_TASK PROMPT_:
An image-free reproduction of the data below is needed: print it exactly.

========================================================================

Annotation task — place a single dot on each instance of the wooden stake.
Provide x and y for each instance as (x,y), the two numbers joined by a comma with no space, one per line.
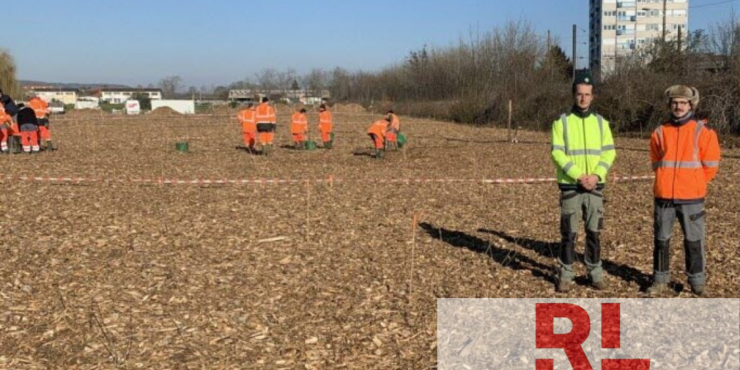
(414,226)
(509,124)
(308,209)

========================================================================

_RESULT OF THIS EXERCISE_:
Annotation task — place a single dot on each instance of the wooden stake.
Provide x and y for each instance as (x,y), the two numbers joined by a comma with no space, one per line.
(414,226)
(509,124)
(308,209)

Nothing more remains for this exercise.